Adhesins predictions
DSY562 ORFs were analysed with the help of the software FungalRV (http://fungalrv.igib.res.in/index.html), which helps to predict the occurrence of adhesin-like proteins in fungal genomes. To select for potential adhesins, a value of 0.5 was set up as a threshold, as recommended (Chaudhuri et al. 2011). The list of potential adhesins was further subjected to several additional tests including a search for PFAM domains (http://pfam.xfam.org/search#tabview=tab1) and the presence of specific signatures relevant for the detection of adhesin-like proteins. These signature included i) the presence of signal peptides and absence of internal transmembrane domains using the online programs SignalP and TMHMM (http://www.cbs.dtu.dk/services/), ii) the presence of consensus sequence for GPI anchor ([NSGDAC] – [GASVIETKDLF] – [GASV] – X(4,19) – [FILMVAGPSTCYWNQ](10)>) as recommended by (Weig et al. 2004), iii) the presence of AWP motifs (VSHITT) (de Groot et al. 2013); iv) the presence of EPA motifs (EPA CC: CX(27)CX(40)CX(44)DDX(13)CC) and EPA: GCSX(8,9)GL) following (Diderrich et al. 2015) and(Gabaldón et al. 2013); v) the presence of PIR motifs (Q[IV]XDGQ[IVP]Q) following (de Groot et al. 2008).
Protein alignments
Protein alignments were performed with a webtool available at http://mafft.cbrc.jp/alignment/server (MAFFT version 7) and default settings. A phylogenetic tree was constructed from the produced alignment with the tool The produced alignments were next visualized after average linkage (UPGMA) and a bootstrapping with 1000 resamplings.

Raw data
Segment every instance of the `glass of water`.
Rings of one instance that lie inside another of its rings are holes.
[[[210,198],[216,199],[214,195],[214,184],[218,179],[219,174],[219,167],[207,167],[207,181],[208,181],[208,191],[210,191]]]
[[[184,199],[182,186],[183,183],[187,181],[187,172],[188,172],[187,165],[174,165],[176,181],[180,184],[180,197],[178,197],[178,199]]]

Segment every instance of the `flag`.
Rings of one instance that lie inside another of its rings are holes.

Set of tasks
1. Answer these questions using the methods section on adhesin predictions and protein alignments.
(a) What threshold value was set to select potential adhesins?
(b) Which online programs were used to check for signal peptides and internal transmembrane domains?
(c) How many resamplings were used in the bootstrapping?
2. For each statement, say whether it agrees with the methods section on adhesin predictions and protein alignments. Quote the words that decide it.
(a) Protein alignments were run with MAFFT version 7 using default settings.
(b) The consensus sequence for GPI anchors followed a recommendation by Chaudhuri et al. 2011.
(c) The search for PIR motifs followed de Groot et al. 2013.

Activity answers
1.
(a) 0.5
(b) SignalP and TMHMM
(c) 1000

2.
(a) Yes: "(MAFFT version 7) and default settings"
(b) No: "as recommended by (Weig et al. 2004)"
(c) No: "the presence of PIR motifs (Q[IV]XDGQ[IVP]Q) following (de Groot et al. 2008)"